* [SEITENAUSZUG]:
▶
Hier ist es noch viel schöner als in Bignasco, und in alle Richtungen scheint es tolle Wanderwege zu geben. Claus gabelt mich im nächsten Ort Peccia wieder auf, und wir machen uns auf die Suche nach einem Übernachtungsplatz. Der Radfahrer hatte ihm von einem neuen Stellplatz in Prato-Sornico erzählt. Den gibt es wirklich, ganz neu, bei einer Eissporthalle und praktisch um die Ecke vom Lokal, in dem wir saßen. Dort bleiben wir auch. Wir starten nochmal eine Runde – ich zum Laufen, Claus zum Drohne-Fliegen-lassen.
Ich wandere diesmal der Maggia entlang in die andere Richtung nach unten durch das Dorf. Überall wunderbare Durch- und Ausblicke zwischen eng stehenden, aber größeren und schön verputzten Häusern, dem Kirchturm und den dahinterliegenden Bergen.
Der alte Dorfkern wirkt deutlich wohlhabender als der in Bignasco – und war es auch. Bis zum Ende des 19. Jahrhunderts wurde vor allem im oberen Maggiatal Holz geschlagen, durch den Fluß aus dem Tal transportiert (was man sich bei der geringen Wassermenge heute kaum vorstellen kann) und vornehmlich nach Italien verkauft. Prato-Sornico wurde wohlhabend durch diesen Holzhandel. Die unkontrollierten Rodungen führten allerdings dazu, dass das Maggiatal Anfang des 20. Jahrhunderts nur noch ca. 20% Waldfläche hatte. Nach Aufforstungen Mitte des 20. Jahrhunderts sind es heute wieder fast 60%.
Wir sitzen auf unserem Parkplatz in der Sonne, trinken ein Bierchen und finden es großartig. Auch das Menu ist wieder lecker, und wir fallen früh ins Bett.
Dienstag 18.5.
Morgens statte ich dem Dorfladen in Prato – dem einzigen weit und breit – einen Besuch ab. Was von außen eher unscheinbar daherkommt, ist ein Feinkostgeschäft mit Nachhaltigkeitsanspruch! In zwei Gewölberäumen werden Biogemüse, Käse aus der Region und eine kleine aber feine Brotauswahl verkauft. Außerdem gibt es eine Abfüllecke für Wasch- und Putzmittel.
Nach dem Frühstück starte ich zur nächsten Wanderung talaufwärts nach Mongo, um dort mit Claus zusammen die Kapelle San Giovanni Battista von Mario Botta anzuschauen. Die Haarnadelkurve wurde offensichtlich auf dieser Strecke erfunden! Claus kommt bei der Hochfahrt auch im Auto ganz schön ins Schwitzen. Der Wanderweg ist auch nicht ohne – zwar sehr gut zu laufen, aber – steil! Nach einer Kuppe breitet sich der Talkessel von Mongo aus, und man erkennt schon von weitem die Kapelle mit ihrer besonderen Form erkennen.
◀
* [ARBEITSAUFTRAG]:
Führen Sie den Reisebericht aus dem Maggiatal im Anschluss an seinen letzten Satz weiter.

* [Einträge aus einer Datenquelle]:
▶
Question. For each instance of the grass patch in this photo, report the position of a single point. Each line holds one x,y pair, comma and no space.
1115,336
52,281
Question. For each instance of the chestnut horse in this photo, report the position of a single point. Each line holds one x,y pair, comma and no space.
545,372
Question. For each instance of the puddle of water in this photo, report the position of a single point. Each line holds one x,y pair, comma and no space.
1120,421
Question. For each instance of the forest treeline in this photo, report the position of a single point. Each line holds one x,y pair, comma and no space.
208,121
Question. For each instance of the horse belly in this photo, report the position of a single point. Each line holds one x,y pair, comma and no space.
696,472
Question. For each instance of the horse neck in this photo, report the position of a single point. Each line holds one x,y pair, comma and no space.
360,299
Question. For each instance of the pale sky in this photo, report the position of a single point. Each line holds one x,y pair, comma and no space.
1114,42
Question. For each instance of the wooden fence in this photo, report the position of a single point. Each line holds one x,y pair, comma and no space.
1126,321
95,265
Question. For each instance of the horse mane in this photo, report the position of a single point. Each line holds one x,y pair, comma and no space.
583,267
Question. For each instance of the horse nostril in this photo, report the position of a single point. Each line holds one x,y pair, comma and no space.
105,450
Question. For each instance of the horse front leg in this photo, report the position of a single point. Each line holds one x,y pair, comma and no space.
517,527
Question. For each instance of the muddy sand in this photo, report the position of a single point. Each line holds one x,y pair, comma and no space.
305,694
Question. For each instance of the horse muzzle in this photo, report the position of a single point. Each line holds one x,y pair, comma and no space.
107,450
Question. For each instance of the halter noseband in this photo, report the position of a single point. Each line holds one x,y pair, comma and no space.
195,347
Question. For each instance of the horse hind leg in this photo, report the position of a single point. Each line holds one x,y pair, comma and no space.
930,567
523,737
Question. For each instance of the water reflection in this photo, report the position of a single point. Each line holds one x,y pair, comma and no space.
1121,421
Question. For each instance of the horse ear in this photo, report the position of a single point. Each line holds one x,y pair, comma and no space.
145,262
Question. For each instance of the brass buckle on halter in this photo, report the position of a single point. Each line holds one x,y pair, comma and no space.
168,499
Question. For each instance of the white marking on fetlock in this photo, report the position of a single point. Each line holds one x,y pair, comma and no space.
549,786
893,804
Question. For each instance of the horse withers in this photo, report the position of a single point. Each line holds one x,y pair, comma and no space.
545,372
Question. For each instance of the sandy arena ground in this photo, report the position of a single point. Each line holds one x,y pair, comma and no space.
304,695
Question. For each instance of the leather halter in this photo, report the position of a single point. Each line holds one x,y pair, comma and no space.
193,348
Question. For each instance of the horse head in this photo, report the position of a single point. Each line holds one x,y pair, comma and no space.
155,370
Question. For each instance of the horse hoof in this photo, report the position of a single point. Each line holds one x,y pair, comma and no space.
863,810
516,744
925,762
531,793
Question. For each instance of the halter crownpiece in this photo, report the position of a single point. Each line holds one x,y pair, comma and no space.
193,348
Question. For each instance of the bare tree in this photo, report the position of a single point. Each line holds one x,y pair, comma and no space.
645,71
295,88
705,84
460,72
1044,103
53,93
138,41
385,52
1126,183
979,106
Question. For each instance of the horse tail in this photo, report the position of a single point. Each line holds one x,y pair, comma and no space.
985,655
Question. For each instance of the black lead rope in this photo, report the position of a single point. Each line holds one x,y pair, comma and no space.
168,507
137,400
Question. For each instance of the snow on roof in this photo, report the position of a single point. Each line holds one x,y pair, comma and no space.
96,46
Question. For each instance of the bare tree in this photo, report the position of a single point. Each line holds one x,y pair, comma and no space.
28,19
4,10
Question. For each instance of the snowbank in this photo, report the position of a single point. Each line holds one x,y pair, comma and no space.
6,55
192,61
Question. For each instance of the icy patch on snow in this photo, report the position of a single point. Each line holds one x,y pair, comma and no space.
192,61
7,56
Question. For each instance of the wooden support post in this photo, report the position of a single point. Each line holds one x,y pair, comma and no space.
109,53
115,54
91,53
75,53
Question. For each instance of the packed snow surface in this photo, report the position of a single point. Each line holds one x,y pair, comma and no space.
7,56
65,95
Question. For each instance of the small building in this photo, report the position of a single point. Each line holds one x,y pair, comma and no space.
◀
* [ERWARTETE ANTWORT]:
Die alte Kirche, die an dieser Stelle stand, wurde 1986 von einer Lawine verschüttet. Architekt Mario Botta, der aus dem Tessin stammt, errichtete die neue Kirche aus den Steinen es Maggiatals – aus grauem Gneis von Riveo und weißem Marmor aus dem Steinbruch von Peccia. Der Platz um die Kirche wurde an Stelle des alten Friedhofs erbaut. Obwohl San Giovanni ein Fremdkörper zwischen den traditionellen Granithäuschen ist, fügt sie sich doch auf erstaunliche Weise in die dörfliche Umgebung ein. Der Kirchenraum ist wirklich beeindruckend und trotz seiner postmodernen Bezüge von zeitloser Schönheit.
Nach dem Besuch der Kirche fahren wir wieder zurück und beschließen, auch die nächste Nacht auf unserem Eishockey-Parkplatz zu verbringen. Bevor wir uns ins Womo zurückziehen (es regnet wieder), plaudern wir noch mit unseren Nachbarn, die im Tessin wohnen und bereits seit längerem „Wohnmobilisten“ sind. Von ihnen erfahren wir auch von den strengen Übernachtungsregeln im Tessin.
Mittwoch 19.5.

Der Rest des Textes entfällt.